- **Textauszug**:
Die Presse: Glauben Sie, dass die bisherigen Zugeständnisse der ukrainischen Regierung die Lage beruhigen und die Demonstranten zum Abzug bewegen könnten?

Kyryl Savin: Der Rücktritt des Premierministers und die Rücknahme des rigiden Gesetzespakets sind Schritte in die richtige Richtung. Sie sind leider zu spät erfolgt. Damit hätte man die Situation vor zwei Monaten beruhigen können. Ich glaube nicht, dass man heute ohne vorgezogene Präsidentschaftswahlen – oder eine Änderung der Verfassung – eine ernsthafte Einigung finden kann. Präsident Janukowitsch hat sehr lange versucht, die Krise auszusitzen, auf Zeit zu spielen. Das hat nur dazu geführt, dass sich die Proteste radikalisierten.

Fühlen sich die Protestierenden durch die Opposition vertreten?

- **Aufgabe**:
Gib aus dem Textauszug den Abschnitt wörtlich aus, der bei den Worten „Kyryl Savin: Der“ beginnt und nach den Worten „die Opposition vertreten?“ endet. Die Liste hat mit dem Textauszug nichts zu tun.

- **Rohdaten**:
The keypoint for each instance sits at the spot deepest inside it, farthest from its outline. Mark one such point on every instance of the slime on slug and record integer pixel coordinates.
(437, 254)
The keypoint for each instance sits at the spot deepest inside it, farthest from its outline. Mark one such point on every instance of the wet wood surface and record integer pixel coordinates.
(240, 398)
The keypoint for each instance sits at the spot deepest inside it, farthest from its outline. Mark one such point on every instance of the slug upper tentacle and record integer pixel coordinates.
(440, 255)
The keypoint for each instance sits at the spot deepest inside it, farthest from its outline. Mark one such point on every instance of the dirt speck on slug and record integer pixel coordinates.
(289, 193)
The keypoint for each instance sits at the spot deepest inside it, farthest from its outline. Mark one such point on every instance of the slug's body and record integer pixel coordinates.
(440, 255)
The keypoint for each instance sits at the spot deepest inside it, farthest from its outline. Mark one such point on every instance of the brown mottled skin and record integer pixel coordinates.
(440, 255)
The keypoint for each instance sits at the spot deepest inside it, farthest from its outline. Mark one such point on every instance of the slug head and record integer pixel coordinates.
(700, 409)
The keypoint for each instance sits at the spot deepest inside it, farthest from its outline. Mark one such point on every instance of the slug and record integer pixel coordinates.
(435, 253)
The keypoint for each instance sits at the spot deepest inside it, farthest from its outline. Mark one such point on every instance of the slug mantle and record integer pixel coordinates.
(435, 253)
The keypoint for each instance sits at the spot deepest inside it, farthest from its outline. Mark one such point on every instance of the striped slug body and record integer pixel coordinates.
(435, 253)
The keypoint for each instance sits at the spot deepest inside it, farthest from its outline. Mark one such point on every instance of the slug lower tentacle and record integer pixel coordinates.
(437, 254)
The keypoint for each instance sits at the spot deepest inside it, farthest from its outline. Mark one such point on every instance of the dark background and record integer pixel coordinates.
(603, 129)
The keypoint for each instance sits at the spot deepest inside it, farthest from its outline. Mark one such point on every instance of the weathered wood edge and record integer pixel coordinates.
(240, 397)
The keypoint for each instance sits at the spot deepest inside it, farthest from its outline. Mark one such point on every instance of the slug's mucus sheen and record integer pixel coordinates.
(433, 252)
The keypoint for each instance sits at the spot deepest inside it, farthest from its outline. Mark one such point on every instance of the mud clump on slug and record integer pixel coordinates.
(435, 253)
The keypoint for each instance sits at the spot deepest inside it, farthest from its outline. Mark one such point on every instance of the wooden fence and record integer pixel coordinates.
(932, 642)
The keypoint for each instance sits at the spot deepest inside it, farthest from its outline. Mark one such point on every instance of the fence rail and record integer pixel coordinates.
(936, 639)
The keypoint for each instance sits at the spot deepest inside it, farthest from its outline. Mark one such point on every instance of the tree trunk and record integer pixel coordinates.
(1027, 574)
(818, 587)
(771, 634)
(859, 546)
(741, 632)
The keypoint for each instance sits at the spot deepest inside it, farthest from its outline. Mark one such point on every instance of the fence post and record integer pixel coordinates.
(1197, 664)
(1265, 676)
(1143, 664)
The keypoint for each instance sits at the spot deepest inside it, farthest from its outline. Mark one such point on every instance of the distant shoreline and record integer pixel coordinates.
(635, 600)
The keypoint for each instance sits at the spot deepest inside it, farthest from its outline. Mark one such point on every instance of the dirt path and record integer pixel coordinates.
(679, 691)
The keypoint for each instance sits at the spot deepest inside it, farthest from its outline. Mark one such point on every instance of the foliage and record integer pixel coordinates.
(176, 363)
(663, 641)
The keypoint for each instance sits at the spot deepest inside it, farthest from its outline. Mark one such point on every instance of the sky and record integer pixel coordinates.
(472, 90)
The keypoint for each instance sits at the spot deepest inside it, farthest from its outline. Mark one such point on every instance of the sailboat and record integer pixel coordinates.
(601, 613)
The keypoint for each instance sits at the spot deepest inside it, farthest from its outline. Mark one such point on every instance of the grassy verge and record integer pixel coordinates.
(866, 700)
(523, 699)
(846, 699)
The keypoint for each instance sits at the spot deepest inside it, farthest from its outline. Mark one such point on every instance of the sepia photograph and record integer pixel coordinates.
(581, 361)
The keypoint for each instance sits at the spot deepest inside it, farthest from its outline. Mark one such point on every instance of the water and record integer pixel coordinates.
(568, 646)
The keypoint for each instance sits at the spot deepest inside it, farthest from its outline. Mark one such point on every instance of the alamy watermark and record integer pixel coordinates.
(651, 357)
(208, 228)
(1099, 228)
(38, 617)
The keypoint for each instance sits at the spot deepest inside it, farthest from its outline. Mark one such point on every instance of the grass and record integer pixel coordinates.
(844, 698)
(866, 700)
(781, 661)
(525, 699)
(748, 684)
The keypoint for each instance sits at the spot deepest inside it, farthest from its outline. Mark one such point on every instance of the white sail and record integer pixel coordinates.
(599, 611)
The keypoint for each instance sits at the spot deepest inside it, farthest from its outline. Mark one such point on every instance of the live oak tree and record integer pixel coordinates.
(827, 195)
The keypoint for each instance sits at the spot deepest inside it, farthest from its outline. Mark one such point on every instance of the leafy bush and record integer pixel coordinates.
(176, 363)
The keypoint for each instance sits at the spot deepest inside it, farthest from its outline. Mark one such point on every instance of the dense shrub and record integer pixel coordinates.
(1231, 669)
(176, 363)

- **Ergebnis**:
Kyryl Savin: Der Rücktritt des Premierministers und die Rücknahme des rigiden Gesetzespakets sind Schritte in die richtige Richtung. Sie sind leider zu spät erfolgt. Damit hätte man die Situation vor zwei Monaten beruhigen können. Ich glaube nicht, dass man heute ohne vorgezogene Präsidentschaftswahlen – oder eine Änderung der Verfassung – eine ernsthafte Einigung finden kann. Präsident Janukowitsch hat sehr lange versucht, die Krise auszusitzen, auf Zeit zu spielen. Das hat nur dazu geführt, dass sich die Proteste radikalisierten.

Fühlen sich die Protestierenden durch die Opposition vertreten?